(Extracted text)
__________________________________________________

I've been looking at Linux tuning params and see some configs where SACK is turned off. Can anyone explain this?
This would be tuning for a busy web server.
A basic TCP ACK says "I received all bytes up to X." Selective ACK allows you to say "I received bytes X-Y, and V-Z."
So, for instance, if a host sent you 10,000 bytes and bytes 3000-5000 were lost in transit, ACK would say "I got everything up to 3000." The other end would have to send bytes 3001-10000 again. SACK could say "I got 1000-2999, and 5001-10000" and the host would
just send the 3000-5000.
This is great over a high bandwidth, lossy (or high delay) link. The problem is that it can cause severe performance issues in specific circumstances. Normal TCP ACKs will make the server treat a high-bandwidth, lossy connection with kid gloves (send 500 bytes,
wait, send 500 bytes, wait, etc). SACK lets it adapt to the high delay because it knows exactly how many packets were actually lost.
Here is where bad things can happen. An attacker can force your server to keep a massive retransmission queue for a long time, then process that whole damn thing over and over and over again. This can peg the CPU, eat up RAM, and consume more bandwidth than
it should. In a nutshell, a lightweight system can initiate a DoS against a beefier server.
If your server is robust and doesn't serve large files, you're pretty well insulated against this.
If you're mostly serving an intranet or other low-latency group of users, SACK buys you nothing and can be turned off for security reasons with no performance loss.
If you're on a low-bandwidth link (say 1Mbps or less as a completely arbitrary rule of thumb), SACK can cause problems in normal operations by saturating your connection and should be turned off.
Ultimately, it's up to you. Consider what you're serving, to whom, from what, and weigh the degree of your risk against the performance effects of SACK.
There is a great overview of SACK and its vulnerability here.

__________________________________________________

(Data section)
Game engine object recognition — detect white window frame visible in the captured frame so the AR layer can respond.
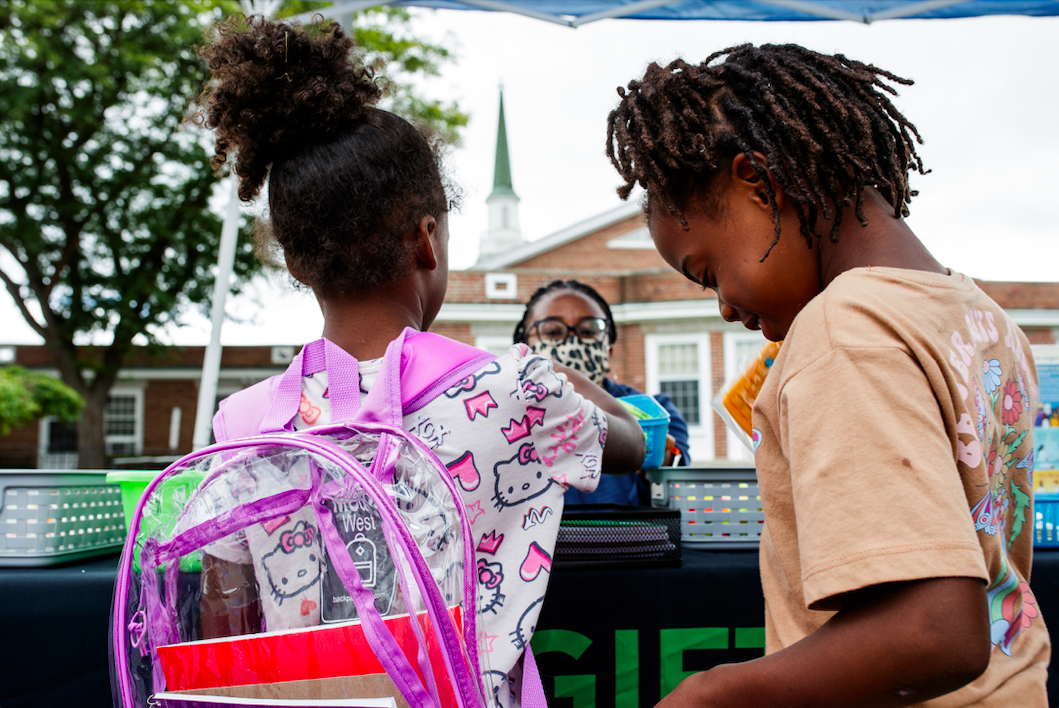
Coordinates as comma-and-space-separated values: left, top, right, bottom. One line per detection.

__________________________________________________

(Directives)
a. Duplicate the passage of the TCP SACK thread starting at "This is great" and ending at "insulated against this.".
b. Carry the thread on turning off TCP SACK forward with its next part, picking up after its final sentence.
The lines play no part in this work.

(Answers given)
a.
This is great over a high bandwidth, lossy (or high delay) link. The problem is that it can cause severe performance issues in specific circumstances. Normal TCP ACKs will make the server treat a high-bandwidth, lossy connection with kid gloves (send 500 bytes,
wait, send 500 bytes, wait, etc). SACK lets it adapt to the high delay because it knows exactly how many packets were actually lost.
Here is where bad things can happen. An attacker can force your server to keep a massive retransmission queue for a long time, then process that whole damn thing over and over and over again. This can peg the CPU, eat up RAM, and consume more bandwidth than
it should. In a nutshell, a lightweight system can initiate a DoS against a beefier server.
If your server is robust and doesn't serve large files, you're pretty well insulated against this.

b.
Another reason that TCP SACK is often disabled is that there is an amazing amount of network gear out there that fails to handle this option correctly. We see this all the time with a high-speed file transfer product that we provide that uses TCP. The most
common issue is that of gateway devices that do things like randomize sequence numbers for TCP packets transiting through the device from internal networks to external, but that don't "un-randomize" the TCP SACK options that might be sent from the remote end.
If the actual SACK values are not translated back to the proper values by these devices, then then TCP session will never complete in the face of packet loss when the remote end tries to use SACK to get the selective ACK benefits.
Probably this would be less of an issue if people were to more aggressively apply preventive software maintenance to this gear, but they tend not to.
I can confirm from bitter experience that tcp_sack = 1 causes stalled data transfer over sftp/rsync/scp etc with files in excess of around 12mb when using certain Cisco ASA firewall appliances.
EVERY Time it would be stalled.
We were transferring over a dedicated 100mbps link between host A and host B in two different data centres, both using cisco firewall and switch hardware with centos.
This can be mitigated somewhat by modifying buffer sizes - e.g. I could not transfer 1GB file via sftp from host A to host B unless I set the sftp buffer to 2048, but I could regardless if host B was pulling the file from A.
Experiments with the same file using rsync and send/receive buffer tuning allowed me to get up yo around 70mb of a 1GB file pushed from A to B.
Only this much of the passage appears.